* **PROBLEM TO WORK ON**:
Return the records, each one exactly as written.

-- start of DATA RECORDS --

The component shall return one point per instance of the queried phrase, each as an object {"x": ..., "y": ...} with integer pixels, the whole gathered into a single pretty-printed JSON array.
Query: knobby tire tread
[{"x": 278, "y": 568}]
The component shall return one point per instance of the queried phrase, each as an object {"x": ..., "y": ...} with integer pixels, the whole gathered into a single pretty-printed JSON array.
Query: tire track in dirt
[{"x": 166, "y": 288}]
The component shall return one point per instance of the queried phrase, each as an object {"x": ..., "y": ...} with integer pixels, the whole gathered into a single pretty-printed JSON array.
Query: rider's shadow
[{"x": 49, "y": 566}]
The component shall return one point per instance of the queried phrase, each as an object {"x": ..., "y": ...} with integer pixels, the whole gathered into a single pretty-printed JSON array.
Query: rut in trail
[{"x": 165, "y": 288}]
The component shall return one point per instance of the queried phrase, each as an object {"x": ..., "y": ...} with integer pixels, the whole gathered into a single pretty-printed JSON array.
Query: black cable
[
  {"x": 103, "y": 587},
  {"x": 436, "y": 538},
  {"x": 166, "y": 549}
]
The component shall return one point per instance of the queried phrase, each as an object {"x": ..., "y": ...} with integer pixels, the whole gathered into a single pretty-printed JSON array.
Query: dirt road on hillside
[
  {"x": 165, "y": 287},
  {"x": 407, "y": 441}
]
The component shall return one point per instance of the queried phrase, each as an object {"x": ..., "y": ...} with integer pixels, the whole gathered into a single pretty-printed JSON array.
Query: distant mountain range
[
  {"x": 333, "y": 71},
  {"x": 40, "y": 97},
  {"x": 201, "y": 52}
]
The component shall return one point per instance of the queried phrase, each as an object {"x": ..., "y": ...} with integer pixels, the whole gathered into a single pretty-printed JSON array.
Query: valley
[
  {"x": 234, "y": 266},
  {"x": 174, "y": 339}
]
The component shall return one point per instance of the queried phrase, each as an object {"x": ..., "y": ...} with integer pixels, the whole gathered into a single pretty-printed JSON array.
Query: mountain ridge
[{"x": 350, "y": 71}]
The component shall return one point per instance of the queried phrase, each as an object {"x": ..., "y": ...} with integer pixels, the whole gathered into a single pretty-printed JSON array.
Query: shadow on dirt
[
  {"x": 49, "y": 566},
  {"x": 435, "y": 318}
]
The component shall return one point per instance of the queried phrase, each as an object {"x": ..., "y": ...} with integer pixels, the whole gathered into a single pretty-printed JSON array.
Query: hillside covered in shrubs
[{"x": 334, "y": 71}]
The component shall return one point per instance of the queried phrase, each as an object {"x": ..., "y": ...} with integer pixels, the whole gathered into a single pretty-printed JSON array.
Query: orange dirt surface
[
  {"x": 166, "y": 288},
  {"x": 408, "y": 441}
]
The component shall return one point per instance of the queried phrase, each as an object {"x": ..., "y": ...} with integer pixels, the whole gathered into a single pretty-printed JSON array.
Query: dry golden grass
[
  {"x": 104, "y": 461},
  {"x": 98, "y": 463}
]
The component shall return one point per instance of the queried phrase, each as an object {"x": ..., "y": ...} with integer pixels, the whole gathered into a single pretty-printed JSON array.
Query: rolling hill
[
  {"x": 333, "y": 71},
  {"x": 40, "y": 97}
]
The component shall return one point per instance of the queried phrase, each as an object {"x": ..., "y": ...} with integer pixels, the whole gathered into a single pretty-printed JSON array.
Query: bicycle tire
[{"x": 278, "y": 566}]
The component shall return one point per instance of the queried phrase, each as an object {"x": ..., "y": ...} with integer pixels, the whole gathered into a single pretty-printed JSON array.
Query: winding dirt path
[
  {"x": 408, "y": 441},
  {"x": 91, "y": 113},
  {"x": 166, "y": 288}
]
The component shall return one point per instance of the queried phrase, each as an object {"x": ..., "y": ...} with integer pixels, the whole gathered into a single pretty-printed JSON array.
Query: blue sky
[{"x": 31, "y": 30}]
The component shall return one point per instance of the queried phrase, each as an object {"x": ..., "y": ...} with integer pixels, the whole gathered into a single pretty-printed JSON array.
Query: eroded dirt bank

-- end of DATA RECORDS --

* **SOLUTION FOR THIS EXERCISE**:
The component shall return one point per instance of the queried phrase, each as an object {"x": ..., "y": ...} with integer pixels, the whole gathered into a single pretty-printed JSON array.
Query: knobby tire tread
[{"x": 278, "y": 568}]
The component shall return one point per instance of the queried phrase, each as an object {"x": ..., "y": ...} with integer pixels, the whole gathered into a single pretty-printed JSON array.
Query: tire track in dirt
[{"x": 166, "y": 288}]
The component shall return one point per instance of the queried phrase, each as an object {"x": ..., "y": ...} with integer pixels, the whole gathered into a single pretty-printed JSON array.
Query: rider's shadow
[{"x": 49, "y": 566}]
The component shall return one point per instance of the queried phrase, each as an object {"x": ..., "y": ...} with integer pixels, the whole gathered into a single pretty-printed JSON array.
Query: rut in trail
[{"x": 165, "y": 288}]
The component shall return one point per instance of the queried phrase, each as an object {"x": ..., "y": ...} with integer pixels, the whole gathered into a single pretty-printed JSON array.
Query: black cable
[
  {"x": 103, "y": 587},
  {"x": 436, "y": 538},
  {"x": 166, "y": 549}
]
The component shall return one point per instance of the queried phrase, each as an object {"x": ..., "y": ...} with integer pixels, the whole gathered into a single pretty-printed JSON array.
Query: dirt road on hillside
[
  {"x": 165, "y": 287},
  {"x": 407, "y": 441}
]
The component shall return one point per instance of the queried phrase, each as an object {"x": ..., "y": ...} with integer pixels, the whole gathered into a single pretty-printed JSON array.
Query: distant mountain range
[
  {"x": 333, "y": 71},
  {"x": 40, "y": 97},
  {"x": 201, "y": 52}
]
The component shall return one point per instance of the queried phrase, each as an object {"x": ..., "y": ...} with integer pixels, the whole gathered into a single pretty-printed JSON array.
Query: valley
[
  {"x": 234, "y": 266},
  {"x": 174, "y": 339}
]
The component shall return one point per instance of the queried phrase, each as an object {"x": ..., "y": ...} with integer pixels, the whole gathered into a single pretty-printed JSON array.
Query: mountain ridge
[{"x": 350, "y": 71}]
The component shall return one point per instance of the queried phrase, each as an object {"x": ..., "y": ...} with integer pixels, the whole gathered into a single pretty-printed JSON array.
Query: shadow on dirt
[
  {"x": 49, "y": 566},
  {"x": 435, "y": 318}
]
The component shall return one point per instance of the queried phrase, each as an object {"x": ..., "y": ...} with integer pixels, the whole gathered into a single pretty-printed JSON array.
Query: hillside covered in shrubs
[{"x": 334, "y": 71}]
The component shall return one point per instance of the queried phrase, each as an object {"x": ..., "y": ...} with integer pixels, the whole gathered into a single pretty-printed JSON array.
Query: orange dirt surface
[
  {"x": 166, "y": 288},
  {"x": 408, "y": 441}
]
The component shall return one point per instance of the queried phrase, each as an object {"x": ..., "y": ...} with integer pixels, the whole gathered into a single pretty-printed JSON array.
Query: dry golden grass
[
  {"x": 104, "y": 461},
  {"x": 98, "y": 463}
]
The component shall return one point per instance of the queried phrase, each as an object {"x": ..., "y": ...} with integer pixels, the whole gathered into a single pretty-printed JSON array.
Query: rolling hill
[
  {"x": 333, "y": 71},
  {"x": 40, "y": 97}
]
The component shall return one point per instance of the queried phrase, each as an object {"x": ..., "y": ...} with integer pixels, the whole gathered into a single pretty-printed JSON array.
Query: bicycle tire
[{"x": 278, "y": 566}]
The component shall return one point per instance of the queried phrase, each as an object {"x": ..., "y": ...} with integer pixels, the whole gathered into a single pretty-printed JSON array.
Query: winding dirt path
[
  {"x": 408, "y": 441},
  {"x": 91, "y": 113},
  {"x": 166, "y": 288}
]
The component shall return one point per instance of the queried phrase, each as an object {"x": ..., "y": ...} with integer pixels, the whole gathered into a single pretty-printed JSON array.
Query: blue sky
[{"x": 31, "y": 30}]
The component shall return one point per instance of the queried phrase, each as an object {"x": ..., "y": ...} with integer pixels, the whole gathered into a single pretty-printed JSON array.
Query: eroded dirt bank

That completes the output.